== 練習問題 1 ==
「新老人の会」の記事によると、設立8周年記念講演会で日野原氏が行った講演の題は何ですか。
== 練習問題 2 ==
「新老人の会」の記事から、「聖路加国際病院理事長・名誉院」から「極的に支えて欲しいと語った。」までの部分を、両端を含めて一字一句そのまま書き写しなさい。
== 練習問題 3 ==
「新老人の会」の記事について、最後の文に続く文章を書きなさい。

== ページ抜粋 ==
= = =

聖路加国際病院理事長・名誉院長の日野原重明氏が2000年に立ち上げた、「愛し愛されること、創(はじめ)めること、耐えること」を柱として全国で活動する「新老人の会」の設立8周年記念講演会が18日、東京都千代田区の砂防会館で行なわれた。同会の会員を中心に約600人が参加。日野原氏による講演「心の若さを保つには」のほか、日野原重明祝祭管弦楽団によるミニコンサートなどが行なわれた。
日本の75歳以上の人口は昨年までで約2000万人と、総人口の10%を占める。日本では後期高齢者と呼ばれる人たちであるが、「新老人」(The New Elderly)として老人としての新しい生き方を追求するのが、この「新老人の会」。75歳以上がシニア会員、60歳から74歳までがジュニア会員、20歳から59歳までがサポート会員として、全国各地に支部を設けて活動している。
日野原氏はサポータ会員について、06年にドイツで行なわれたサッカーのワールドカップを例に挙げて説明。サポータが多ければ試合の結果もよくなると、若手会員がサポータ役となって、新老人の生き方を人生のモデルとするとともに、その活動を積極的に支えて欲しいと語った。

= = =

画像に基づくポインティングデータ:
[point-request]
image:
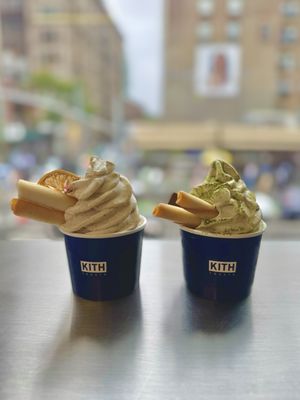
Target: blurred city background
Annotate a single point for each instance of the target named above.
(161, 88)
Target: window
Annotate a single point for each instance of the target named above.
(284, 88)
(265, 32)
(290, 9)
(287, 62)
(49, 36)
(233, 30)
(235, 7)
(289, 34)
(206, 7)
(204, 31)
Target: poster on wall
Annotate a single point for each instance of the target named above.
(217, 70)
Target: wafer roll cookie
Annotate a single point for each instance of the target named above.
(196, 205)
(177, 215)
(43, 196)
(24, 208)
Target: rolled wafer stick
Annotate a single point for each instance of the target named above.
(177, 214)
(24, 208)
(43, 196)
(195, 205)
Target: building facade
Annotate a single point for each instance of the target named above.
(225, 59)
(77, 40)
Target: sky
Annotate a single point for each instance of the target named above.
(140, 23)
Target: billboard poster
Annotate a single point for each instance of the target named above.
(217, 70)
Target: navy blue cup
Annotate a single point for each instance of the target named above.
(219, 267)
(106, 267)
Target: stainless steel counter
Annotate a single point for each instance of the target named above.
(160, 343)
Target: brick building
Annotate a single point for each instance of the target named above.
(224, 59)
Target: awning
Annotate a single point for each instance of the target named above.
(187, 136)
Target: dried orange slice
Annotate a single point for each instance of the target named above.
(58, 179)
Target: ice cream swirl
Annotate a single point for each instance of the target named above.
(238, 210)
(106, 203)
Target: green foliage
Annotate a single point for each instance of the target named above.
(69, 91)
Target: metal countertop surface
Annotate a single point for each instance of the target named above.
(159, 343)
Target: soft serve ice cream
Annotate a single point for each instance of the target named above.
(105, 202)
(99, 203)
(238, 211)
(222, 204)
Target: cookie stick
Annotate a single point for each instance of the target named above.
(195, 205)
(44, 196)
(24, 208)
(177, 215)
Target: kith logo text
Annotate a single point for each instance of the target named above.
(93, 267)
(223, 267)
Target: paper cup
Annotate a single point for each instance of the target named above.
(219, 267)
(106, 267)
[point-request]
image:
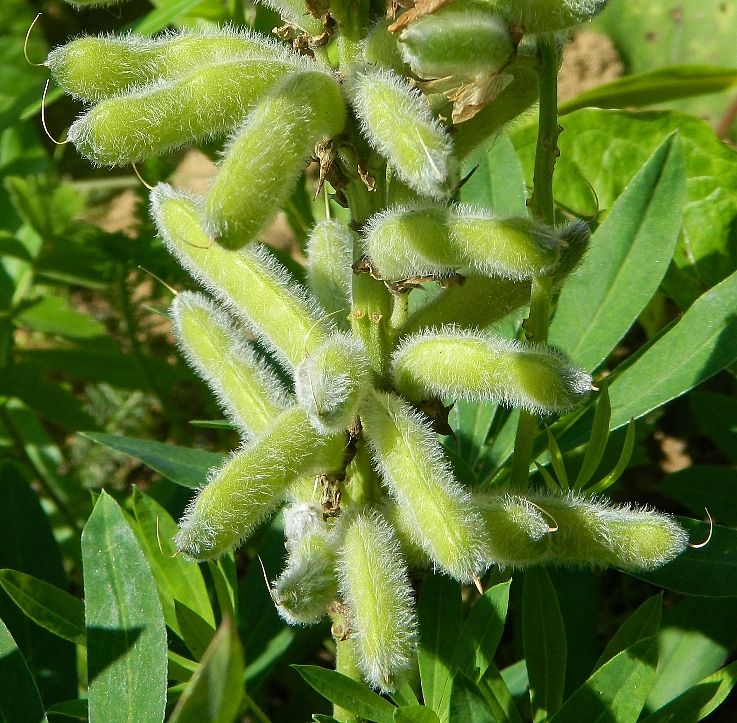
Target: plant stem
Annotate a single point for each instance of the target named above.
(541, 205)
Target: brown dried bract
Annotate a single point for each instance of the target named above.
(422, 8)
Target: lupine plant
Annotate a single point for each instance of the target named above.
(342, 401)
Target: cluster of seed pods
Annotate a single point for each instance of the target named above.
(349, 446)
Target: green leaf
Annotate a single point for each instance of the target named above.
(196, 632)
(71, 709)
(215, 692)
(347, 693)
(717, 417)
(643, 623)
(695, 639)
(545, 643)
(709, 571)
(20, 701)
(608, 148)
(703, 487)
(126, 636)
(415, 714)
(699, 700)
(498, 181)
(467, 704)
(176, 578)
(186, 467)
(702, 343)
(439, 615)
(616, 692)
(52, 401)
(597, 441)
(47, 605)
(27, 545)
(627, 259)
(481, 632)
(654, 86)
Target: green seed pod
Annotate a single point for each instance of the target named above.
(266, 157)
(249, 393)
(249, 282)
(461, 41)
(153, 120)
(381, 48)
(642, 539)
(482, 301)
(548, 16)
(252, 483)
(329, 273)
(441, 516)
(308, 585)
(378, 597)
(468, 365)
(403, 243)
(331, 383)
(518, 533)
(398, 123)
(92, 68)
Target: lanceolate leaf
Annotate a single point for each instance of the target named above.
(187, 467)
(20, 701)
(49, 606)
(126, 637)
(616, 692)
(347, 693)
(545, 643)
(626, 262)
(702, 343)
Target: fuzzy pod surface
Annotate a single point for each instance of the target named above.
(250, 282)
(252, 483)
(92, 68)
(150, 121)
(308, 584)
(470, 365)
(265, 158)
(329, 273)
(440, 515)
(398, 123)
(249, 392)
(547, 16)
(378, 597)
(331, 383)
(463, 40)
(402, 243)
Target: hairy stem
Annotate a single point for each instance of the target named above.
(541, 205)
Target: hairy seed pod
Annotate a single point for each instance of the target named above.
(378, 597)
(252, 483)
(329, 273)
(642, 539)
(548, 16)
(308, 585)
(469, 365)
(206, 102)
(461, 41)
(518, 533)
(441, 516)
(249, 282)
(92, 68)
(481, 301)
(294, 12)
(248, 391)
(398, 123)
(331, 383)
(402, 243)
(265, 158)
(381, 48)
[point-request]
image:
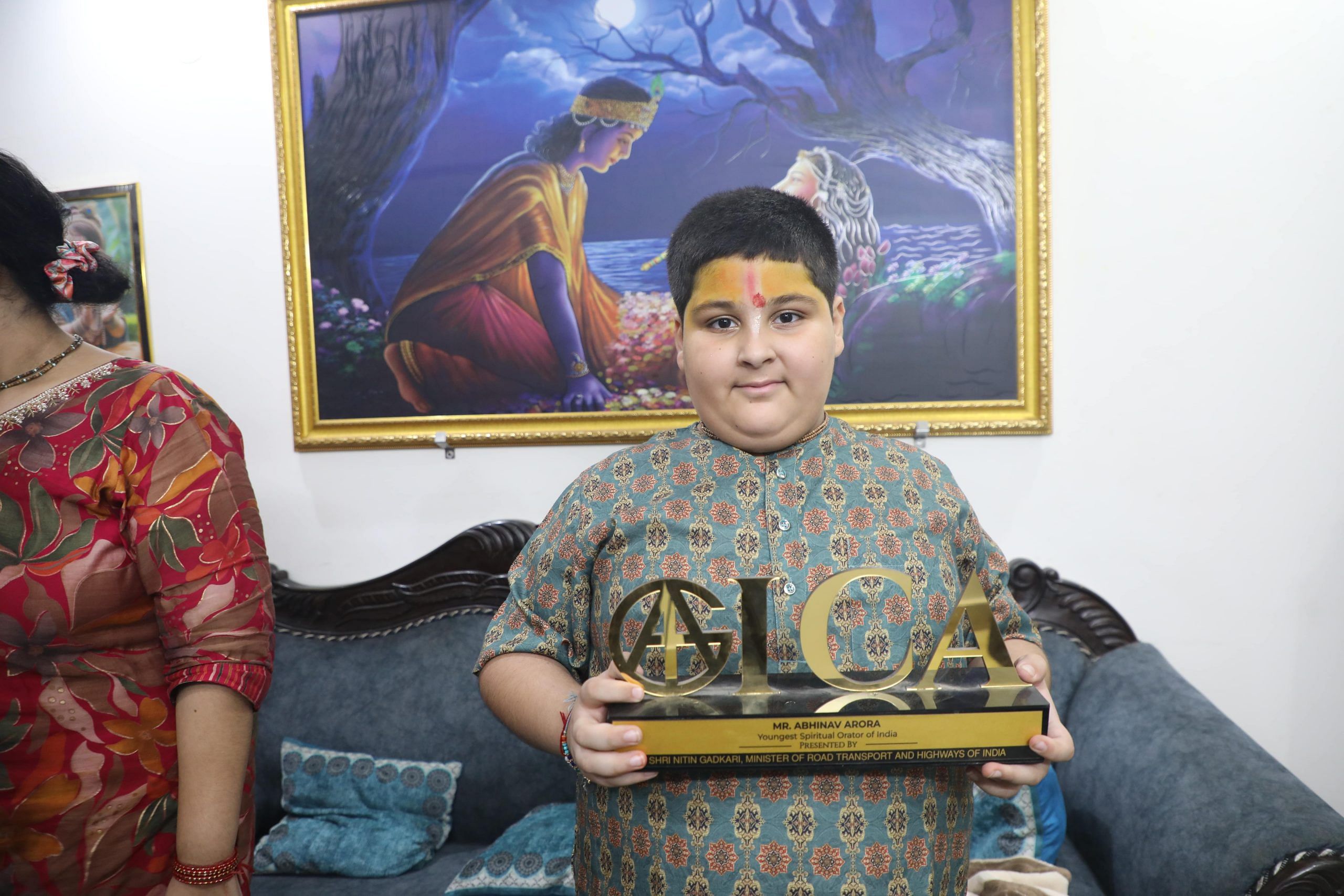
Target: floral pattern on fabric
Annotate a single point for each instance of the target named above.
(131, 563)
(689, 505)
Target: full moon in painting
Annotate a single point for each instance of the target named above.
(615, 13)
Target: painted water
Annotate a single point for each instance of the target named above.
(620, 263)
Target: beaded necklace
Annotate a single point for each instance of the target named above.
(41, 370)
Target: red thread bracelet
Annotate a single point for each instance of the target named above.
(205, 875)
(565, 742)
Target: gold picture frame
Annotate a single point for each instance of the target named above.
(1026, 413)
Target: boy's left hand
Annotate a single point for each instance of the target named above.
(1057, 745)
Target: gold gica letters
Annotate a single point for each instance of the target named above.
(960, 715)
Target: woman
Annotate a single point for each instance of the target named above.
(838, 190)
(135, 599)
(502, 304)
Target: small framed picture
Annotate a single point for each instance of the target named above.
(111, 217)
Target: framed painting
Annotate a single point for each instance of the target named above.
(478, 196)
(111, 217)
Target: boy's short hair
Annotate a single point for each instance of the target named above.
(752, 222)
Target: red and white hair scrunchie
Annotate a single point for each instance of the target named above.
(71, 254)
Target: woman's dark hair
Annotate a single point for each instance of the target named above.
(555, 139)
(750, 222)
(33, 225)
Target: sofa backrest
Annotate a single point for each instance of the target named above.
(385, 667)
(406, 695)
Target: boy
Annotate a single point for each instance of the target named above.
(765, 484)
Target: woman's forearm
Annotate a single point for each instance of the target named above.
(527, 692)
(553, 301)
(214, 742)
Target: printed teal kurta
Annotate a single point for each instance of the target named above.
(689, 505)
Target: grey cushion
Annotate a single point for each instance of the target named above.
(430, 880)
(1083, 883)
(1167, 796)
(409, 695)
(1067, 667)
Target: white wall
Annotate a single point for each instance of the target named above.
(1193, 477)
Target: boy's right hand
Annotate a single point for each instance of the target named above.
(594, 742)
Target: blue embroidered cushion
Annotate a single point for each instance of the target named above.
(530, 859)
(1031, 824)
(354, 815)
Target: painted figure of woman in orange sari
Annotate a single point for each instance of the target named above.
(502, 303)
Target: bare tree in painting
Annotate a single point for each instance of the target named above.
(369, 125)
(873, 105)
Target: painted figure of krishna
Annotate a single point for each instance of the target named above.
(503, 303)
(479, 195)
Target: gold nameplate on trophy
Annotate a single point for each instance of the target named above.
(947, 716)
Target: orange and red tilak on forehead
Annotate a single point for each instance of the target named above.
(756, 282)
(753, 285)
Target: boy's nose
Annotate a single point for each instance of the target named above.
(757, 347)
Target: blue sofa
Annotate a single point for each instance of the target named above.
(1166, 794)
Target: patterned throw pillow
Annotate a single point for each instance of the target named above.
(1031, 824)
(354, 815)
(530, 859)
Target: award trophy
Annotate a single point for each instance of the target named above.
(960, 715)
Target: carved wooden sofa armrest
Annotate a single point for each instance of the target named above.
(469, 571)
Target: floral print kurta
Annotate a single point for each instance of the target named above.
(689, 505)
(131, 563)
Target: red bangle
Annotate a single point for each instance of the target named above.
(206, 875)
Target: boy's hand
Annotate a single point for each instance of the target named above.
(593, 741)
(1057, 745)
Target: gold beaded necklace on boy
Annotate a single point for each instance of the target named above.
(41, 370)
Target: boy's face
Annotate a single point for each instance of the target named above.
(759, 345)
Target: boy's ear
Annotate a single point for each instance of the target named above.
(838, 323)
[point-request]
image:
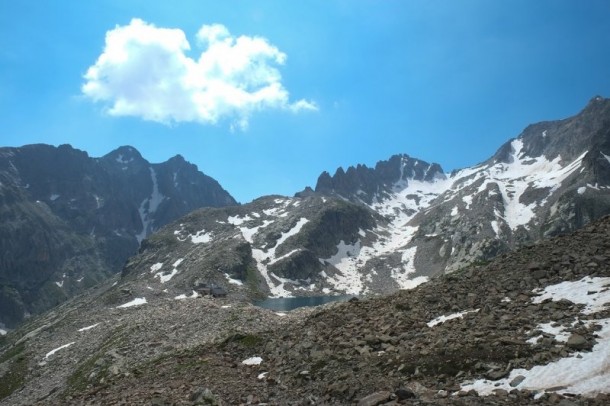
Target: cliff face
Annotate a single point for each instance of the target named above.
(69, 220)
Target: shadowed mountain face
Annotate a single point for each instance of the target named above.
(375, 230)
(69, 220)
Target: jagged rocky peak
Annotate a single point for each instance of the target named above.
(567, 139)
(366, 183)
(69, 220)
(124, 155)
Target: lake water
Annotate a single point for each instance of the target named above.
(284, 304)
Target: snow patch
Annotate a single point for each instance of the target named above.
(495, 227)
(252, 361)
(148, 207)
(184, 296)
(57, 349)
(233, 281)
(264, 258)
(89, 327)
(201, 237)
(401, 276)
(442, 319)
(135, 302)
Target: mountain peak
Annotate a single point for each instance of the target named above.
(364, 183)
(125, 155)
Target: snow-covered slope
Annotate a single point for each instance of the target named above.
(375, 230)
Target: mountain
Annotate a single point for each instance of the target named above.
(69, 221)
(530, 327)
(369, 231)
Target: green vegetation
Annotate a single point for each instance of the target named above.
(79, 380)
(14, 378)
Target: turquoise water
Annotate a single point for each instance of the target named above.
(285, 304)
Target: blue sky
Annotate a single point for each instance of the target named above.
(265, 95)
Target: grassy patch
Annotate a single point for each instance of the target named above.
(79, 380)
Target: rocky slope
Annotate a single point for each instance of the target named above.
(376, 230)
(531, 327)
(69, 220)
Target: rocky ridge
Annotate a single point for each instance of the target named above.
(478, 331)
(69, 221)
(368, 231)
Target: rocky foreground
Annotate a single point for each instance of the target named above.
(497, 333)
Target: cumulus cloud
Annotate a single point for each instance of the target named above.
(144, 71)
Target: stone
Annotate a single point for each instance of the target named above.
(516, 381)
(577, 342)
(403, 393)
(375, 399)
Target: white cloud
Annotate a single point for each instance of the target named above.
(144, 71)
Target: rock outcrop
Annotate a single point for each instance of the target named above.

= = =

== 解答例 1 ==
「心の若さを保つには」

== 解答例 2 ==
聖路加国際病院理事長・名誉院長の日野原重明氏が2000年に立ち上げた、「愛し愛されること、創(はじめ)めること、耐えること」を柱として全国で活動する「新老人の会」の設立8周年記念講演会が18日、東京都千代田区の砂防会館で行なわれた。同会の会員を中心に約600人が参加。日野原氏による講演「心の若さを保つには」のほか、日野原重明祝祭管弦楽団によるミニコンサートなどが行なわれた。
日本の75歳以上の人口は昨年までで約2000万人と、総人口の10%を占める。日本では後期高齢者と呼ばれる人たちであるが、「新老人」(The New Elderly)として老人としての新しい生き方を追求するのが、この「新老人の会」。75歳以上がシニア会員、60歳から74歳までがジュニア会員、20歳から59歳までがサポート会員として、全国各地に支部を設けて活動している。
日野原氏はサポータ会員について、06年にドイツで行なわれたサッカーのワールドカップを例に挙げて説明。サポータが多ければ試合の結果もよくなると、若手会員がサポータ役となって、新老人の生き方を人生のモデルとするとともに、その活動を積極的に支えて欲しいと語った。

== 解答例 3 ==
日野原氏はまた、心の若さを保つためには、「やったことがない新しいことをすべきだ」「できないと思っているのが間違い」と述べ、参加者らにより積極的に生きるように語った。そのほか、歩き方から笑い方、挨拶の声の高さなど、心の若さを保つための様々な工夫を紹介し、人生は「一期一会」だと良き友を持つことの大切さを語った。
この日はまた、日野原重明祝祭管弦楽団が今回で10回目となる公演を行い、モーツアルト作曲の歌劇「フィガロの結婚」などを披露した。同楽団は、昨年2月に発足した神奈川ブランチを記念して結成されたオーケストラで、湘南地区でプロ活動を行なう湘南エールアンサンブルを母体としている。最後には日野原氏の指揮で参加者全員が、「愛して、創めて、耐えもして 価値あるいのち 共に分かとう」と、「新老人の歌」を歌った。